- _PROVIDED MATERIAL_
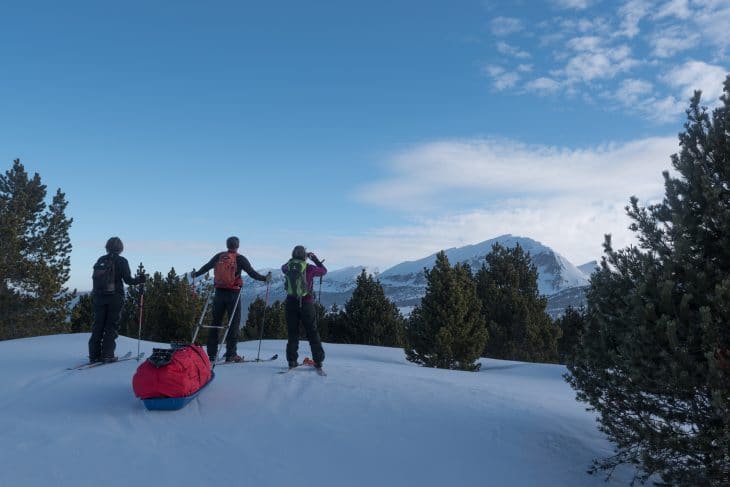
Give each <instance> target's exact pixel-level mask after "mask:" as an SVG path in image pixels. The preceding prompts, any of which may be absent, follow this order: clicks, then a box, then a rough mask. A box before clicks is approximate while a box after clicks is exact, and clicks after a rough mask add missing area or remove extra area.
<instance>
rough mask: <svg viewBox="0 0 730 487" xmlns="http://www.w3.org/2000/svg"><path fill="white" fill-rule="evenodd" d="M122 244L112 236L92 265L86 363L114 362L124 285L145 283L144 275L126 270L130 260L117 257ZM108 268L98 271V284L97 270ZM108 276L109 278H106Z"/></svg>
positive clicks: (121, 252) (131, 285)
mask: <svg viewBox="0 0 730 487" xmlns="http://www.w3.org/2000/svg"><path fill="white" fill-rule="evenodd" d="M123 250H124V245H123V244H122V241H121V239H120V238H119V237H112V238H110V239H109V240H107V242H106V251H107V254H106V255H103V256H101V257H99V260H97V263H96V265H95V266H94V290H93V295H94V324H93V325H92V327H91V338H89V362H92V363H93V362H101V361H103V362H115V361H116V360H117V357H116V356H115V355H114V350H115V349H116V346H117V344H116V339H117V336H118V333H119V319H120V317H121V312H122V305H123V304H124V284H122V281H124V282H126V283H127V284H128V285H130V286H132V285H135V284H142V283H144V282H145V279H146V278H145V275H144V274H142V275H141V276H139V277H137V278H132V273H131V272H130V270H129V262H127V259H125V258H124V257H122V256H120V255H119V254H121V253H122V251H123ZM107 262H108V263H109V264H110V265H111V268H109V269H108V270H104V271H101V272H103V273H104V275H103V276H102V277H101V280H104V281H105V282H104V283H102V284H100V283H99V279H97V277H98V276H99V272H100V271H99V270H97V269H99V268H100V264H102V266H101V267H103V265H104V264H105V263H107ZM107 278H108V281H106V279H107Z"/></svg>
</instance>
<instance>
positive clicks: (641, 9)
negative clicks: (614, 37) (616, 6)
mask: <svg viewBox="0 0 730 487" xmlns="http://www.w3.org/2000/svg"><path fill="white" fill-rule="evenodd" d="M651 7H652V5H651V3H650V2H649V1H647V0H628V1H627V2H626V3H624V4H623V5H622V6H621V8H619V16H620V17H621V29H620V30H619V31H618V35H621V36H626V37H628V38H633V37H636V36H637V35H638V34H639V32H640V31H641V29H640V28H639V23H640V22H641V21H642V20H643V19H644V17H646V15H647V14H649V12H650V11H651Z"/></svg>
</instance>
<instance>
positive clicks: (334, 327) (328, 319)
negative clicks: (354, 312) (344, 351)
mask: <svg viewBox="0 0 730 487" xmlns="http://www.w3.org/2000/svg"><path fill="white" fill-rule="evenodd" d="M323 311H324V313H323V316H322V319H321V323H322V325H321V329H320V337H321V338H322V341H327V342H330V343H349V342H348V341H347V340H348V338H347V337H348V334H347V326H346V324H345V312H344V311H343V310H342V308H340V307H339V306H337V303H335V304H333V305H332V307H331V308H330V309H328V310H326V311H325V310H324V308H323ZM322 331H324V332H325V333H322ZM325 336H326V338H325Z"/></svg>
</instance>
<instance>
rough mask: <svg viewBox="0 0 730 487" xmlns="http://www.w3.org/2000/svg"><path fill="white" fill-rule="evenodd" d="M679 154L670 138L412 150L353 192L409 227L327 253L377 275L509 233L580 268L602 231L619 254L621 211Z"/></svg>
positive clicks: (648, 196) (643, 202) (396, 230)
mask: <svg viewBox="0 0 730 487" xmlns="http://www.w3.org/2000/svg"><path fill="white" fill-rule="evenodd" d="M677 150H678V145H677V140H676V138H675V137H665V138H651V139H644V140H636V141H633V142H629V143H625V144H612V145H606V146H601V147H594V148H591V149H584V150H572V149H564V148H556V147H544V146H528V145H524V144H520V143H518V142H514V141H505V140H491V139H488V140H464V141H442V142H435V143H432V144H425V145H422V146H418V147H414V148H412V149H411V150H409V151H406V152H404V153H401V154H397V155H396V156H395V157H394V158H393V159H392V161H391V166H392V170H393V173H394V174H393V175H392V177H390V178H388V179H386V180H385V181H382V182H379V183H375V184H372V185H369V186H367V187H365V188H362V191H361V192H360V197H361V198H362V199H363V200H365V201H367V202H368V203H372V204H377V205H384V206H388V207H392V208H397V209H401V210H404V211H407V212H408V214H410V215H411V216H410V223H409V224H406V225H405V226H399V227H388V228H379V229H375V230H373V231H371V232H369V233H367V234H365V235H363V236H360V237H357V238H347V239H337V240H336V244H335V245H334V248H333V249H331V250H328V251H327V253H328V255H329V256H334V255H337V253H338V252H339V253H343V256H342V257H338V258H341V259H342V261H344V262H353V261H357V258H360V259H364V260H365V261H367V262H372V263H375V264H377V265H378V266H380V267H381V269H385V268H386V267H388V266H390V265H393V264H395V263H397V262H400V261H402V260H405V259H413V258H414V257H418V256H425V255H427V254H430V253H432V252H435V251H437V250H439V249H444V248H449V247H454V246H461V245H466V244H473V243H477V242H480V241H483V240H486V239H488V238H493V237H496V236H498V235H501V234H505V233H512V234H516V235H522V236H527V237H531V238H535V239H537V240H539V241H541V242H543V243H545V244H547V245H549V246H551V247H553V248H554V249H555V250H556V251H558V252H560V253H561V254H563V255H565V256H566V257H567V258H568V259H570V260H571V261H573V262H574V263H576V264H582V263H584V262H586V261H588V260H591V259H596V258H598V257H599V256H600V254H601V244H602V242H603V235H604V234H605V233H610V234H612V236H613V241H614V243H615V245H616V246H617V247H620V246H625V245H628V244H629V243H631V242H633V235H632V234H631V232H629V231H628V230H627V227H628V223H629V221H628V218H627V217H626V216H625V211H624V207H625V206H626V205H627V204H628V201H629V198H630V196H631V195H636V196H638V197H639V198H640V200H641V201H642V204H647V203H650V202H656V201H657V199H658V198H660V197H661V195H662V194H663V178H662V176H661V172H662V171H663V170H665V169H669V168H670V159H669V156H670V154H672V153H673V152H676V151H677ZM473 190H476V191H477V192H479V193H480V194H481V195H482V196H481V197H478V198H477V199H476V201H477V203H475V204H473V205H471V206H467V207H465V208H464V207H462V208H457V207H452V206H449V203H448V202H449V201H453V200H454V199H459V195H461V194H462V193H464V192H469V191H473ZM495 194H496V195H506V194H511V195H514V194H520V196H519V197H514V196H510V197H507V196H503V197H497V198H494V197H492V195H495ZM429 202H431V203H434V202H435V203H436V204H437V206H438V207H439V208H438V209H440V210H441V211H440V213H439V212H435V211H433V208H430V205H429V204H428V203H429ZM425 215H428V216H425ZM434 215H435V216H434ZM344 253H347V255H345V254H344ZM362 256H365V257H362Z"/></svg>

--

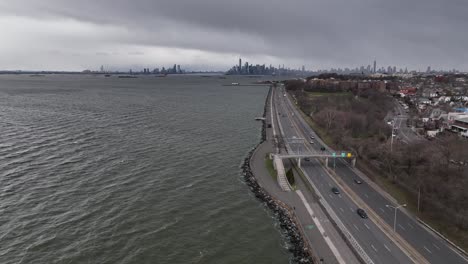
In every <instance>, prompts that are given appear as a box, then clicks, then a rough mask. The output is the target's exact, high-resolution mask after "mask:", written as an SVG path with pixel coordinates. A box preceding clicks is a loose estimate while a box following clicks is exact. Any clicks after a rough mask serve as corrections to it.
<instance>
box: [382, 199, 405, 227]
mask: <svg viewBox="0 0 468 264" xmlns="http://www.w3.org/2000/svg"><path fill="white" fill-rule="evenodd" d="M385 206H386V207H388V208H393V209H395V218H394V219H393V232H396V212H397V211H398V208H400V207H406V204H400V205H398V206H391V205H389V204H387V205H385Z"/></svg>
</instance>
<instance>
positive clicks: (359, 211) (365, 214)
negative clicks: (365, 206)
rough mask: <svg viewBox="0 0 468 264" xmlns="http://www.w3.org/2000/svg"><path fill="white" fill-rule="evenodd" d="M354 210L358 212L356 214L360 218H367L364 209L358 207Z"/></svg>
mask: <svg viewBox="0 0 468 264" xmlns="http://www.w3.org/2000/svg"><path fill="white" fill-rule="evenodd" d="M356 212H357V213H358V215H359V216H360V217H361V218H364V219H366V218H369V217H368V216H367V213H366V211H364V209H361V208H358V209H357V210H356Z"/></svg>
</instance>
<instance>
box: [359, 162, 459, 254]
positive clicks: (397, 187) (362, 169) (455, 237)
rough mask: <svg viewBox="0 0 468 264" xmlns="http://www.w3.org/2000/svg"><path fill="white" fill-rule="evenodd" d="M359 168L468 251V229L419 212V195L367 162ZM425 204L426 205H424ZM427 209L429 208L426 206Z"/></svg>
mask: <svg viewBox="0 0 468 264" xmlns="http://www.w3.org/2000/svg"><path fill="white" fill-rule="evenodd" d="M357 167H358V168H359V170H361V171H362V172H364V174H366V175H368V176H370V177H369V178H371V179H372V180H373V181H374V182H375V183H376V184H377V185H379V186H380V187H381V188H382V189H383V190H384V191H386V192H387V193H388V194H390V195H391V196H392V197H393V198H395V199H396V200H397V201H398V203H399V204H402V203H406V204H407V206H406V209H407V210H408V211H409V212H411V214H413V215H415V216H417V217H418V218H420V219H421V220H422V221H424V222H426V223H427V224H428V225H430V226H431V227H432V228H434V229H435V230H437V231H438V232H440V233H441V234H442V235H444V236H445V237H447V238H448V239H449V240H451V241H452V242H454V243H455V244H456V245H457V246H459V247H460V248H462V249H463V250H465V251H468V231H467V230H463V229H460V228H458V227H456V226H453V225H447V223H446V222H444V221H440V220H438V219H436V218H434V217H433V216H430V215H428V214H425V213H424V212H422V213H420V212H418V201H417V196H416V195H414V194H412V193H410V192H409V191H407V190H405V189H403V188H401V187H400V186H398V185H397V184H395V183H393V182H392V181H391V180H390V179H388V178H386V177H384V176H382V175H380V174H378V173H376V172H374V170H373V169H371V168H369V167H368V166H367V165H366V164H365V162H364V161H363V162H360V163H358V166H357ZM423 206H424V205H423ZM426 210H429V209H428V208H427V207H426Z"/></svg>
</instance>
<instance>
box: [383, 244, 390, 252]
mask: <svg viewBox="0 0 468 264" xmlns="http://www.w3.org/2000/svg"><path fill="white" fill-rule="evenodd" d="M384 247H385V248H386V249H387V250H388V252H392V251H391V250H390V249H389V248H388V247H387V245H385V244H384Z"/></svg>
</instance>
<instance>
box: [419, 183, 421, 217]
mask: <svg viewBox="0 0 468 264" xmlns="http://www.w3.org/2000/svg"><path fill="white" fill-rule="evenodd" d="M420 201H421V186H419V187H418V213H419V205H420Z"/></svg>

---

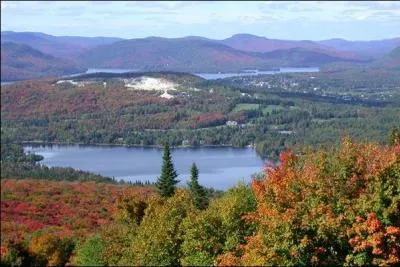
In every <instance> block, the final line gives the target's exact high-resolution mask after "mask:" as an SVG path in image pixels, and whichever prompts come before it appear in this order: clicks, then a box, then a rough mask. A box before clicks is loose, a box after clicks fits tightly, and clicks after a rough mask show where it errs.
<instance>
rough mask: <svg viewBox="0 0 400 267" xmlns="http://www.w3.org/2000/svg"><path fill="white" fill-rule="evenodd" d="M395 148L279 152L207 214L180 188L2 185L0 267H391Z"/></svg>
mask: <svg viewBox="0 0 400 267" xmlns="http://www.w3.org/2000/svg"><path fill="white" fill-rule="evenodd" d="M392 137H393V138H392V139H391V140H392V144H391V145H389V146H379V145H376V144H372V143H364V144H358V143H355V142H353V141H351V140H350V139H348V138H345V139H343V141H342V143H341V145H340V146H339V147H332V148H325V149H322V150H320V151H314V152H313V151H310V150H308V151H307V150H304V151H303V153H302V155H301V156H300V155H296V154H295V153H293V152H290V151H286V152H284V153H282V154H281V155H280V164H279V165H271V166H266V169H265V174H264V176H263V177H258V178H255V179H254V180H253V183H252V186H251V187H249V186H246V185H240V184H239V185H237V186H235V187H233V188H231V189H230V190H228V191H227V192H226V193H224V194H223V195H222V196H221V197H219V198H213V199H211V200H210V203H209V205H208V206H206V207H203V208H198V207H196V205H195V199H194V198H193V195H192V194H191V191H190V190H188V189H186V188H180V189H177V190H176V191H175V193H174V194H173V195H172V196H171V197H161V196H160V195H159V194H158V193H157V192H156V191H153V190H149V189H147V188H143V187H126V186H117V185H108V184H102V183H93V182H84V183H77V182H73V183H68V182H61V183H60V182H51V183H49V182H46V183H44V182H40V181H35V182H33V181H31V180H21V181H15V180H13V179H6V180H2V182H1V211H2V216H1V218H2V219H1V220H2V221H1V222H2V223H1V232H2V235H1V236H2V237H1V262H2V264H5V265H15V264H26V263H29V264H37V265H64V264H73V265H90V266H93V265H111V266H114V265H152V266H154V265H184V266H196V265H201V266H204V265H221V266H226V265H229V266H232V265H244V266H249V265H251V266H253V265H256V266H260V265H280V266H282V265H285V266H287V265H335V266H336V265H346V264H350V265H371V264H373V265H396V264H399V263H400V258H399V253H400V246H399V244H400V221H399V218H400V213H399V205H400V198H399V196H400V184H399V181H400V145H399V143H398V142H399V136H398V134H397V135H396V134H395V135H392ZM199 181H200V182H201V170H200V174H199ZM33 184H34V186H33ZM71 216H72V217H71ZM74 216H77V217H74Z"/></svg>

- _DIRECTIONS FOR THIS TASK_
Here the job is to set down exactly the lines of the material above that fall between the one with "positive clicks: (359, 211) (365, 214)" and the one with "negative clicks: (365, 206)", inclusive, and nothing beyond them.

- _FINISHED EXERCISE_
positive clicks: (359, 211) (365, 214)
negative clicks: (365, 206)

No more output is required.